### [WORK ORDER]
Could you return each line below without altering a word?
■ ■ ■ ■ ■
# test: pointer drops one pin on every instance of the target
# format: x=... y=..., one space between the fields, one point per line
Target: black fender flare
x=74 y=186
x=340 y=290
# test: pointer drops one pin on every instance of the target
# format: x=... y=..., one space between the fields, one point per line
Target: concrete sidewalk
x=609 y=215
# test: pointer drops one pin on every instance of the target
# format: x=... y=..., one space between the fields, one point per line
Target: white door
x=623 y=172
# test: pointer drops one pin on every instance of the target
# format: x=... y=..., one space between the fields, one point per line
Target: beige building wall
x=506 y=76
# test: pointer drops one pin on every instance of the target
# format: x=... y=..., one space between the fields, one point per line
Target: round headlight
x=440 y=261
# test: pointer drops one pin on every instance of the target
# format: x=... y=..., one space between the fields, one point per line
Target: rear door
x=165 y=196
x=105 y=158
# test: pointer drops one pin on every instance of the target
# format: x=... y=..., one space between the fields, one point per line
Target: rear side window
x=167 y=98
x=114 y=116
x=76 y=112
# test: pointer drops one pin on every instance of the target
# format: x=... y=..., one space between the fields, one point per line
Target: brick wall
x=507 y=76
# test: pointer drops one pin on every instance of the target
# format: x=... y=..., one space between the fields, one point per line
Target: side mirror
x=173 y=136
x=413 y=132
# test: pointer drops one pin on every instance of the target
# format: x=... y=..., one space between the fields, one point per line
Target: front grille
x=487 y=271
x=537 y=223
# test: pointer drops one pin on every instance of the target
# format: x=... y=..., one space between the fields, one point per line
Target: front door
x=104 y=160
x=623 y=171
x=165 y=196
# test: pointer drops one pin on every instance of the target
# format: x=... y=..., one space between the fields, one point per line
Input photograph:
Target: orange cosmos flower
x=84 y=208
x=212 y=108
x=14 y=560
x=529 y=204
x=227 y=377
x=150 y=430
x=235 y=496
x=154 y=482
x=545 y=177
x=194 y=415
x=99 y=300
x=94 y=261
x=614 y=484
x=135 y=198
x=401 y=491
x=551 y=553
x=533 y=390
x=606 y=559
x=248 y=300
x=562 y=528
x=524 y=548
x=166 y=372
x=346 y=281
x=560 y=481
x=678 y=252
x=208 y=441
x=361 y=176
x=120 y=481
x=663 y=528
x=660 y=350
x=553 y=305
■ ■ ■ ■ ■
### [ANSWER TO THIS TASK]
# test: pointer drops one pin on every instance of the target
# format: x=... y=..., one space between the fields, one point per line
Target: black fender flare
x=74 y=186
x=340 y=290
# test: pointer drops one pin on every instance of the target
# format: x=... y=..., one space between the fields, one point per line
Target: concrete sidewalk
x=609 y=215
# test: pointer drops one pin on every instance of the target
# format: x=... y=..., one space between the fields, one point per line
Target: white door
x=623 y=172
# test: pointer drops one pin on every instance of the target
# format: x=... y=..., one space between the fields, one point per line
Target: beige building wall
x=506 y=76
# test: pointer drops one pin on every instance of the target
# format: x=... y=..., one space between the fields, one point per line
Target: round headlight
x=440 y=261
# test: pointer drops one pin on every instance of the target
# format: x=... y=..., one space between the fields, one point per line
Target: rear door
x=165 y=196
x=105 y=158
# test: pointer drops one pin on every instance of the target
# format: x=... y=..., one space between the fields, one point per line
Target: rear side window
x=167 y=98
x=114 y=116
x=76 y=112
# test: pointer drops one pin on every instance of the target
# format: x=... y=..., one space between the fields, one point per line
Target: brick wall
x=507 y=76
# test: pointer drops one pin on every instance of the target
# format: x=... y=..., one space between the fields, one point per line
Target: side mirror
x=173 y=136
x=413 y=132
# test: pointer drops one pin on every instance of the target
# format: x=... y=..., one space between the fields, one point per line
Target: front grille
x=487 y=271
x=537 y=223
# test: pointer drops one pin on every instance of the target
# format: x=... y=..., one space between the fields, one point per line
Target: front door
x=104 y=160
x=623 y=171
x=165 y=196
# test: pointer drops one pin on every instance of the target
# format: x=... y=..., one space between the fields, one point per line
Input photograph:
Target: orange cosmos flower
x=84 y=208
x=212 y=108
x=14 y=560
x=529 y=204
x=227 y=377
x=150 y=430
x=235 y=496
x=154 y=482
x=545 y=177
x=194 y=415
x=99 y=300
x=94 y=261
x=614 y=484
x=135 y=198
x=401 y=491
x=551 y=553
x=533 y=390
x=606 y=559
x=248 y=300
x=562 y=528
x=524 y=548
x=166 y=372
x=346 y=281
x=560 y=481
x=678 y=252
x=208 y=441
x=361 y=176
x=120 y=481
x=663 y=528
x=660 y=350
x=553 y=305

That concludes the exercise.